═════ Record set

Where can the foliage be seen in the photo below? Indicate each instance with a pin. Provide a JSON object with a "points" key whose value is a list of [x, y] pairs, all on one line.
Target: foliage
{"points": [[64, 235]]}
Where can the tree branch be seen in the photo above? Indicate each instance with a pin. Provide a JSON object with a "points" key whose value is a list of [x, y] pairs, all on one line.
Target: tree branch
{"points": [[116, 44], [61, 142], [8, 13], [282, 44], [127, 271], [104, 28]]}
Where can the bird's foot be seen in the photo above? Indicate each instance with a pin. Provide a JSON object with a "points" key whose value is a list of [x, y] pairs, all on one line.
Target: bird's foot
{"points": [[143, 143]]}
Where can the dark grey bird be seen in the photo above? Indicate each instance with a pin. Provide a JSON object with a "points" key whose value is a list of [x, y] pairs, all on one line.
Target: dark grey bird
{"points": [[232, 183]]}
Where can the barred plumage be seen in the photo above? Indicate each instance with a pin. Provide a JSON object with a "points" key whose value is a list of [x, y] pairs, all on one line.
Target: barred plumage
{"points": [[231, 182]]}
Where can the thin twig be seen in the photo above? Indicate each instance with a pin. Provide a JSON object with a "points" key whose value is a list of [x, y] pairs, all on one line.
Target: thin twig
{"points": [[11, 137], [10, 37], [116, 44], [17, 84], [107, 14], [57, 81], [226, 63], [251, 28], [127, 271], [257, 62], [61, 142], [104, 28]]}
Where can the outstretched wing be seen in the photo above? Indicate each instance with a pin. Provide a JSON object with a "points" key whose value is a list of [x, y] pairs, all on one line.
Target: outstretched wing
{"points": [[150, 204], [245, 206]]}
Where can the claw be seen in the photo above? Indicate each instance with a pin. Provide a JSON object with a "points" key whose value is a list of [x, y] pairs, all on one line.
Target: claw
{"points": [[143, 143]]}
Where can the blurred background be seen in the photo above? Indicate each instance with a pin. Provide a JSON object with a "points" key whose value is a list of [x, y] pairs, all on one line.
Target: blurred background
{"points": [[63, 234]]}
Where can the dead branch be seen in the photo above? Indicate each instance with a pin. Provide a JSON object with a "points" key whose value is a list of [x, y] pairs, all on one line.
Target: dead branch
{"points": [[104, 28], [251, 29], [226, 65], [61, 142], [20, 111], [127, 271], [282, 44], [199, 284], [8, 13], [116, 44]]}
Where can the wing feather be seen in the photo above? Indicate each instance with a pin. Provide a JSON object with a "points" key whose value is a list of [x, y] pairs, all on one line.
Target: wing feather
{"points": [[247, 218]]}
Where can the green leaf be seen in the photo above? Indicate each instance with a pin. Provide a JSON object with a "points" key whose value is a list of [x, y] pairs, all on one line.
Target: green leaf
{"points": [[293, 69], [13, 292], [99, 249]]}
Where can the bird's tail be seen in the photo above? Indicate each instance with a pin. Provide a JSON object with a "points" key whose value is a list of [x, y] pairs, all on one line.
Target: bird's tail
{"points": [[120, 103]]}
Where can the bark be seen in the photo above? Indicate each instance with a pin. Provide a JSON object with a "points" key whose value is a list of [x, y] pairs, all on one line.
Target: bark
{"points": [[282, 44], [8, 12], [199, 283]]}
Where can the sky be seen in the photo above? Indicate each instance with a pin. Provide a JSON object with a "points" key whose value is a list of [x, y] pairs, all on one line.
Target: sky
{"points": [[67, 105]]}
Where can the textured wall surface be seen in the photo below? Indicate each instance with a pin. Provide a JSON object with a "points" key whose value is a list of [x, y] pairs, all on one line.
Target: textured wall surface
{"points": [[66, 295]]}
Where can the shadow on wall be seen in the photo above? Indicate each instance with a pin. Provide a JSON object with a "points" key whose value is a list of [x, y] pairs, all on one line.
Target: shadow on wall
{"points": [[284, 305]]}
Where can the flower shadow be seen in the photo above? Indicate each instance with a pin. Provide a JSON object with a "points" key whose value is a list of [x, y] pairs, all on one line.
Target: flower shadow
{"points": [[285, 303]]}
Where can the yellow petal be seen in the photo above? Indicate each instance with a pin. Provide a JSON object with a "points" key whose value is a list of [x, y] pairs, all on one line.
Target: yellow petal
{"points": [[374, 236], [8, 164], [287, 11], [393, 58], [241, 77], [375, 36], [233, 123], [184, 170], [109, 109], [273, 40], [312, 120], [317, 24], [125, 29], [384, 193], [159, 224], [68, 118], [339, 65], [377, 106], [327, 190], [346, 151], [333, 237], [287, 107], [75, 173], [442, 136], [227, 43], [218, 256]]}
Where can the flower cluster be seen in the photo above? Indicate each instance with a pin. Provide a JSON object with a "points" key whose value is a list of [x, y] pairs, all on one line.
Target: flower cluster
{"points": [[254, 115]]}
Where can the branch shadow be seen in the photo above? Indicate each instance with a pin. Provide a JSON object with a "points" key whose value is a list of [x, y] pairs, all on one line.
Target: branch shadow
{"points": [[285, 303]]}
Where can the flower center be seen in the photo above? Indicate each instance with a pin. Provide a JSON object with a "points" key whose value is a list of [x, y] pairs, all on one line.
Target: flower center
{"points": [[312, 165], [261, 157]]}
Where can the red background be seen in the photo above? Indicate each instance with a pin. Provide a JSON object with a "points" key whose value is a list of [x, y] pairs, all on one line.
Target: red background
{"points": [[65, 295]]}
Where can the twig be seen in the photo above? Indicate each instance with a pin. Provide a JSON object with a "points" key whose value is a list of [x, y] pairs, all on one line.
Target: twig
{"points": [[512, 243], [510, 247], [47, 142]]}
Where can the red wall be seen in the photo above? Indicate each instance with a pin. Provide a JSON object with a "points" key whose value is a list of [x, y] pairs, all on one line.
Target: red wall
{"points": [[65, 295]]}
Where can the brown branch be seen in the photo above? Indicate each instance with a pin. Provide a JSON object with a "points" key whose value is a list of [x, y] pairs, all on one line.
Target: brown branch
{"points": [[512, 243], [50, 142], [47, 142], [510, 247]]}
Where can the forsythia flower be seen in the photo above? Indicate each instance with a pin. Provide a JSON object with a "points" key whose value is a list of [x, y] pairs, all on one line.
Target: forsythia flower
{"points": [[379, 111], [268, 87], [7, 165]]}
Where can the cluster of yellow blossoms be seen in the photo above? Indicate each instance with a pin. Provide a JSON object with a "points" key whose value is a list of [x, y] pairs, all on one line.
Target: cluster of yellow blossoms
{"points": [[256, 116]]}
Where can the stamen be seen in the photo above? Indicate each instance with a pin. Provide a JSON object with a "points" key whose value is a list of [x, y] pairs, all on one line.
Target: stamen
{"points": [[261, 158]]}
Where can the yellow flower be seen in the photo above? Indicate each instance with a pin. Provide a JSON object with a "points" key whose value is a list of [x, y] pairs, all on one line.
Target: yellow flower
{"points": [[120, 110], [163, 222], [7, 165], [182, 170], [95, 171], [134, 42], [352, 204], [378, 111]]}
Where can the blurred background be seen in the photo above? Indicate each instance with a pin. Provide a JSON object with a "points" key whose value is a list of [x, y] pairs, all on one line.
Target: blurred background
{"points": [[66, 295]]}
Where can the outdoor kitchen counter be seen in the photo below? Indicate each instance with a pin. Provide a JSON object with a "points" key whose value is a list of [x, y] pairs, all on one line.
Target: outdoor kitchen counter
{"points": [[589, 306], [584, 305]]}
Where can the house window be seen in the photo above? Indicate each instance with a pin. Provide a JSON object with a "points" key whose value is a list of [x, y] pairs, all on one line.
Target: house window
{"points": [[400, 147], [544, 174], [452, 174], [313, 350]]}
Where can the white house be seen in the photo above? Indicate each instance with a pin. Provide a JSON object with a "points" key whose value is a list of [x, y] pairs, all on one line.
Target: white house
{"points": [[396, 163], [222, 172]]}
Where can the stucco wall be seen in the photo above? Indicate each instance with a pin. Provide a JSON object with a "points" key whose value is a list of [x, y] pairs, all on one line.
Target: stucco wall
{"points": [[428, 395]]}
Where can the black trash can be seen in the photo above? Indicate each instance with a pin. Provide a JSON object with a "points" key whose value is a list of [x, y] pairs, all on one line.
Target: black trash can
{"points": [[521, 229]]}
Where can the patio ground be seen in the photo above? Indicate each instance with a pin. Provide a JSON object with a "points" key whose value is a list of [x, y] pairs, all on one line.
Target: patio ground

══════════

_What to produce:_ Copy, character for character, the lines from the line that holds "Where can the outdoor" through the final line of the records above.

_Solved problem:_
Where can the outdoor kitchen counter be seen in the photo below? Indicate each instance with a pin. Provide a JSON object with a "points" key whose value is a list of [x, y] pairs, all on one line.
Target: outdoor kitchen counter
{"points": [[589, 306], [584, 305]]}
Where can the house window be seen in the photo above? Indicate each instance with a pin. Provide a JSON object with a "points" key whose value is a list of [x, y] pairs, all on one line.
Target: house window
{"points": [[400, 147], [544, 174], [452, 174], [313, 350]]}
Where can the white house be seen in the photo above? Indicate each instance with a pin. Provide a JSON object with a "points" key whose value is a list of [x, y] pairs, all on one line.
Target: white house
{"points": [[396, 163], [222, 172]]}
Where can the stucco wall be seen in the photo above? Indicate each instance with a pin. Provide a JSON object with a "points" key whose value is a list of [x, y] pairs, all on one line.
Target: stucco wall
{"points": [[428, 395]]}
Where can the black trash can be seen in the photo above? Indicate each instance with a pin. Provide a JSON object with a "points" key whose value is a list of [x, y] pairs, all on one line.
Target: black trash can
{"points": [[521, 229]]}
Where can the patio ground be seen in the photo above? Indicate each instance with a pin. Provide a JSON object with a "points" key whose value is a list of [x, y] pairs, all on one line.
Target: patio ground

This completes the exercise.